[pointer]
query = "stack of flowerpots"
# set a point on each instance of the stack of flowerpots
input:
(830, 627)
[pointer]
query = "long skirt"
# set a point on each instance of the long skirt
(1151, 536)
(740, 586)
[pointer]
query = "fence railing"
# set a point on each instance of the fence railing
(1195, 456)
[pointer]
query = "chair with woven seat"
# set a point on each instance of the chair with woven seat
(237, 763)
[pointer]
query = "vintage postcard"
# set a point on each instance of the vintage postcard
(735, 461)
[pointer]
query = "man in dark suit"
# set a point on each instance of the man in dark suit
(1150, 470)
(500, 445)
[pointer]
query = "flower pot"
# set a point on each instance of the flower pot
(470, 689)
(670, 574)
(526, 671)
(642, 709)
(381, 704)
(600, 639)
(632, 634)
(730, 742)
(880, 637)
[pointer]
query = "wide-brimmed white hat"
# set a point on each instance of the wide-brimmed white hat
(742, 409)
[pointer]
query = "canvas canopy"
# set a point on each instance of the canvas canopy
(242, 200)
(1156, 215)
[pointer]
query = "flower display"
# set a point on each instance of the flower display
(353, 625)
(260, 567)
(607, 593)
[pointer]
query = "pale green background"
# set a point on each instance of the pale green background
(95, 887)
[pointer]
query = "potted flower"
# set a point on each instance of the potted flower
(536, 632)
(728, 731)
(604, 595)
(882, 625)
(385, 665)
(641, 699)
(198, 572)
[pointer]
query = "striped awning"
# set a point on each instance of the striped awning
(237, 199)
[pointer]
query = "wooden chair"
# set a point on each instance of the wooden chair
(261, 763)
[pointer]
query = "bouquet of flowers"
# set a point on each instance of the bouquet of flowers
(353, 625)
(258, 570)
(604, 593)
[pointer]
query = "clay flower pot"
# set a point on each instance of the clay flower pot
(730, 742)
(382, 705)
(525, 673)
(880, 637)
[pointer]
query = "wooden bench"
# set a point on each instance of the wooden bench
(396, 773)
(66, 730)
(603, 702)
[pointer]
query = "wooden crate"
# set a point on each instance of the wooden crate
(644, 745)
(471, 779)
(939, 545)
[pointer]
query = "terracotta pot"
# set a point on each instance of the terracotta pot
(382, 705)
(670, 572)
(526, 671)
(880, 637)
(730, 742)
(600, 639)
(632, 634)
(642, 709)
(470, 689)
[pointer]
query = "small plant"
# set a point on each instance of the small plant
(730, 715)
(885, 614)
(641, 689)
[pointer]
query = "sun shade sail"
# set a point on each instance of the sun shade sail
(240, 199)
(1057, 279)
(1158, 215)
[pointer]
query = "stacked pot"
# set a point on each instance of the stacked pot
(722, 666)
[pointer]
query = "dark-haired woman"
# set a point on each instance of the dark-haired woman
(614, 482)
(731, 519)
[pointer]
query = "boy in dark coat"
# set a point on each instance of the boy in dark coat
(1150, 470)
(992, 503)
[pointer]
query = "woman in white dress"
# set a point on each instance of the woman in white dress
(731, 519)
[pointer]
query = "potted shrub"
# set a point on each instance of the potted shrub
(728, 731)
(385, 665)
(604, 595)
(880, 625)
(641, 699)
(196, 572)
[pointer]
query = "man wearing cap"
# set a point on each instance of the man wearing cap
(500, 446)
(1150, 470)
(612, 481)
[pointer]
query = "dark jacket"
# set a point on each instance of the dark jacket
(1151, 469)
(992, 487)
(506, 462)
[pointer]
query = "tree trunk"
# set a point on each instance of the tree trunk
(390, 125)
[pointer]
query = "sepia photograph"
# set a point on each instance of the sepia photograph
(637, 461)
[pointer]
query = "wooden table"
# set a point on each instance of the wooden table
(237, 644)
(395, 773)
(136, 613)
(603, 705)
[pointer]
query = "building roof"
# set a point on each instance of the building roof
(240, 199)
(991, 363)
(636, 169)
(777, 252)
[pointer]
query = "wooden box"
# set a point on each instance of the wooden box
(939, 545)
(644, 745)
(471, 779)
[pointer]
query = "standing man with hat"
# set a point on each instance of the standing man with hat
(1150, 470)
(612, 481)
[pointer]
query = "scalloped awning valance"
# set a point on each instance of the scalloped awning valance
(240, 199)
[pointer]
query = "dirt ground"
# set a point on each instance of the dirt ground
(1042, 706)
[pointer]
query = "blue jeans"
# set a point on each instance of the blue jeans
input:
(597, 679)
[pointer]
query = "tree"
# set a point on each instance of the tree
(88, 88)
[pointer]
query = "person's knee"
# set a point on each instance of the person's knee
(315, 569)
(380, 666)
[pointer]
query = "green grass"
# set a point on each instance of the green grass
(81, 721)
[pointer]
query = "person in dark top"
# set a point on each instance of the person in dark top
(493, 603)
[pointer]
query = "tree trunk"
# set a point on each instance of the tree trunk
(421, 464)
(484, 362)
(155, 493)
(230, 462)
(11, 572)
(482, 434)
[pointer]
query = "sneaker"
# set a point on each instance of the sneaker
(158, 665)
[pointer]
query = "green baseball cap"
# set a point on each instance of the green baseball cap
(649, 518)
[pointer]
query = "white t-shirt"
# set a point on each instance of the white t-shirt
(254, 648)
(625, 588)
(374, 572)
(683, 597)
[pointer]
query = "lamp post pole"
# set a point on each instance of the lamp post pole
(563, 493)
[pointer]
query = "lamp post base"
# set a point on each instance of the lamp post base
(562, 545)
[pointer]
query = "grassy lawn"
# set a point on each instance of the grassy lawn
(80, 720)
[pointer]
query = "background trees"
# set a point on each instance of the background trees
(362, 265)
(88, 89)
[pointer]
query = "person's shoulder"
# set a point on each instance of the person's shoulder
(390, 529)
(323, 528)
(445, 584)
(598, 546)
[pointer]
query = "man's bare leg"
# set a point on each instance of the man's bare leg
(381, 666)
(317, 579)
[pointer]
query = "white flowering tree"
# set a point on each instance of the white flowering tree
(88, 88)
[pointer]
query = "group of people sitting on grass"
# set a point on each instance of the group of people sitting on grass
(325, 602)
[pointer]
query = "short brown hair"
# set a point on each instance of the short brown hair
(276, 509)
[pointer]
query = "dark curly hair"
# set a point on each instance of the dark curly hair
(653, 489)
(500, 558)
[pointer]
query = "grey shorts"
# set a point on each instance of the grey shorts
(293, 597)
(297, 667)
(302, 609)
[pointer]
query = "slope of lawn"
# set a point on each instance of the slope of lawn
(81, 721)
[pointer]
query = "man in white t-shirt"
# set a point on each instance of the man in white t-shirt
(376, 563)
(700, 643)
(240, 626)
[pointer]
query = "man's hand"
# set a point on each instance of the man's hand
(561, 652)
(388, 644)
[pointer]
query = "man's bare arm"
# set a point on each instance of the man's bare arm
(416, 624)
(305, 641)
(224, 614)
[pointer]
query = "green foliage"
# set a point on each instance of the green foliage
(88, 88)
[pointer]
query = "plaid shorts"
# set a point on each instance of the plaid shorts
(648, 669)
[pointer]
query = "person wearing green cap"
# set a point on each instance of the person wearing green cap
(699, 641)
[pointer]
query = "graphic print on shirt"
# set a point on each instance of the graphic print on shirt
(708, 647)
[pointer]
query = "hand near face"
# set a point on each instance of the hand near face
────
Directions: Reproduce the material in full, with no word added or dropped.

Completed exercise:
[pointer]
query = "stack of flowerpots"
# set a point on each instance of the stack of flowerpots
input:
(830, 627)
[pointer]
query = "long skirt"
# set a point on each instance of the long skirt
(1151, 536)
(740, 586)
[pointer]
query = "fence railing"
# set a point on each instance of the fence railing
(1195, 456)
[pointer]
query = "chair with woven seat"
# set a point on each instance of the chair with woven seat
(237, 763)
[pointer]
query = "vintage postcard"
# set a point on each instance of the vintage postcard
(735, 461)
[pointer]
query = "man in dark suit"
# set a point on each instance of the man in dark suit
(1150, 470)
(500, 445)
[pointer]
query = "flower pot"
# set a point on each instance of the flower pot
(470, 689)
(670, 574)
(526, 671)
(642, 709)
(381, 704)
(600, 639)
(632, 634)
(730, 742)
(880, 637)
[pointer]
query = "wide-brimmed white hat"
# set a point on each instance of the wide-brimmed white hat
(742, 409)
[pointer]
query = "canvas canopy"
# set a point on each instance of the canvas canopy
(242, 200)
(1156, 215)
[pointer]
query = "flower display"
# set a point on each instance of the flower display
(353, 625)
(260, 567)
(607, 593)
[pointer]
query = "pale green background"
# set a point on each instance of the pale green background
(95, 887)
[pointer]
query = "potted flower"
# set a point on each instance of the potted flower
(536, 632)
(728, 731)
(604, 595)
(882, 625)
(385, 665)
(641, 699)
(198, 572)
[pointer]
query = "striped awning"
# set a point on each instance of the striped awning
(237, 199)
[pointer]
query = "wooden chair"
# set a point on each instance of the wooden chair
(261, 763)
[pointer]
query = "bouquet of flowers"
# set a point on each instance of the bouquet of flowers
(353, 625)
(258, 570)
(604, 593)
[pointer]
query = "clay flower pot"
# set a point on each instance of the clay flower pot
(730, 742)
(382, 705)
(525, 673)
(880, 637)
[pointer]
query = "wooden bench"
# set a point on each instance of the wooden bench
(396, 773)
(66, 730)
(603, 702)
[pointer]
query = "wooden crate"
# set a point on each instance of the wooden crate
(644, 745)
(471, 779)
(939, 545)
[pointer]
query = "terracotta pot"
# set a point on each instance of the terracotta pot
(382, 705)
(670, 572)
(526, 671)
(880, 637)
(730, 742)
(600, 639)
(632, 634)
(642, 709)
(470, 689)
[pointer]
query = "small plant"
# set a point on each instance of the small plant
(730, 715)
(885, 614)
(641, 689)
[pointer]
query = "sun shade sail"
# set a point on each instance of the sun shade sail
(240, 199)
(1057, 279)
(1158, 215)
[pointer]
query = "stacked pot"
# set a point on each instance of the stacked pot
(722, 666)
[pointer]
query = "dark-haired woman"
# set a point on each instance of the dark-haired woman
(614, 482)
(731, 519)
[pointer]
query = "boy in dark coat"
# set a point on each instance of the boy in dark coat
(1150, 470)
(992, 503)
[pointer]
query = "woman in white dress"
# set a point on each instance of the woman in white dress
(731, 519)
[pointer]
query = "potted shrub"
# set a point on each instance of the potted shrub
(728, 731)
(385, 665)
(604, 595)
(880, 625)
(641, 699)
(196, 572)
[pointer]
query = "man wearing cap"
# set a point on each instance of the man wearing cap
(500, 446)
(1150, 470)
(612, 481)
[pointer]
query = "dark jacket"
# set a point on each instance of the dark jacket
(1151, 469)
(992, 487)
(506, 462)
[pointer]
query = "tree trunk"
# set a point on each instance of the tree trunk
(390, 125)
[pointer]
query = "sepia photograph"
# set a point on each instance of the sepia photograph
(637, 461)
[pointer]
query = "wooden table"
# set a point on each instance of the wooden table
(237, 644)
(395, 773)
(136, 613)
(603, 705)
[pointer]
query = "building roof"
# set a point on each instance of the building roof
(240, 199)
(991, 363)
(636, 169)
(777, 252)
[pointer]
query = "wooden box"
# set a point on each instance of the wooden box
(939, 545)
(644, 745)
(471, 779)
[pointer]
query = "standing man with hat"
# set a point on each instance of the standing man with hat
(1150, 470)
(612, 481)
[pointer]
query = "scalloped awning valance"
# set a point on each instance of the scalloped awning valance
(240, 199)
[pointer]
query = "dirt ground"
# set a point on each instance of the dirt ground
(1042, 706)
[pointer]
query = "blue jeans"
# set a point on each instance of the blue jeans
input:
(597, 679)
[pointer]
query = "tree"
# set a point on each instance of the tree
(88, 88)
[pointer]
query = "person's knee"
# set a point on each instance of the person's knee
(315, 569)
(380, 666)
[pointer]
query = "green grass"
# set a point on each instance of the green grass
(81, 721)
[pointer]
query = "person in dark top"
# set a point on each instance of the person in dark top
(493, 603)
[pointer]
query = "tree trunk"
# set a point on each instance of the tree trunk
(421, 464)
(484, 362)
(155, 493)
(230, 462)
(11, 572)
(482, 434)
[pointer]
query = "sneaker"
# set a point on each instance of the sneaker
(158, 665)
[pointer]
query = "green baseball cap"
# set a point on each instance of the green baseball cap
(649, 518)
[pointer]
query = "white t-shirt"
# set a point on each instance of the white t-shirt
(254, 648)
(625, 588)
(374, 572)
(683, 597)
[pointer]
query = "lamp post pole"
# set a point on each instance of the lamp post pole
(563, 493)
[pointer]
query = "lamp post base"
# set a point on each instance of the lamp post base
(562, 545)
[pointer]
query = "grassy lawn"
# set a point on each instance of the grassy lawn
(80, 720)
[pointer]
query = "background trees"
# set a point on each instance of the background trees
(362, 265)
(88, 89)
[pointer]
query = "person's shoulder"
# set a point on each instance of the person's shoulder
(390, 529)
(323, 528)
(445, 584)
(598, 546)
[pointer]
query = "man's bare leg"
# set a point on each instance of the man's bare leg
(381, 666)
(317, 579)
[pointer]
query = "white flowering tree"
# set a point on each instance of the white flowering tree
(88, 88)
[pointer]
query = "group of people sitting on grass"
# set a point on each instance of the group of people sitting on grass
(325, 602)
[pointer]
query = "short brown hair"
# set a point on each instance of the short brown hair
(276, 509)
[pointer]
query = "dark curly hair"
# set a point on each instance of the dark curly hair
(653, 489)
(500, 558)
[pointer]
query = "grey shorts"
# set a point on each instance of the grey shorts
(293, 597)
(297, 667)
(302, 609)
[pointer]
query = "slope of lawn"
# set a point on each instance of the slope of lawn
(81, 721)
[pointer]
query = "man in white t-shirt"
# set a point on each instance of the man in white t-shirt
(376, 563)
(700, 643)
(240, 626)
[pointer]
query = "man's hand"
# set a point on each instance of the man's hand
(561, 652)
(388, 644)
[pointer]
query = "man's bare arm"
# set a point on each instance of the man's bare arm
(416, 624)
(305, 641)
(224, 614)
[pointer]
query = "green foliage"
# set a point on each instance of the green foliage
(88, 88)
[pointer]
query = "plaid shorts"
# set a point on each instance of the plaid shorts
(648, 669)
[pointer]
query = "person wearing green cap"
# set a point on each instance of the person wearing green cap
(699, 641)
[pointer]
query = "graphic print on shirt"
# set a point on each instance of the graphic print on shirt
(708, 647)
[pointer]
query = "hand near face"
# set a point on each instance of the hand near face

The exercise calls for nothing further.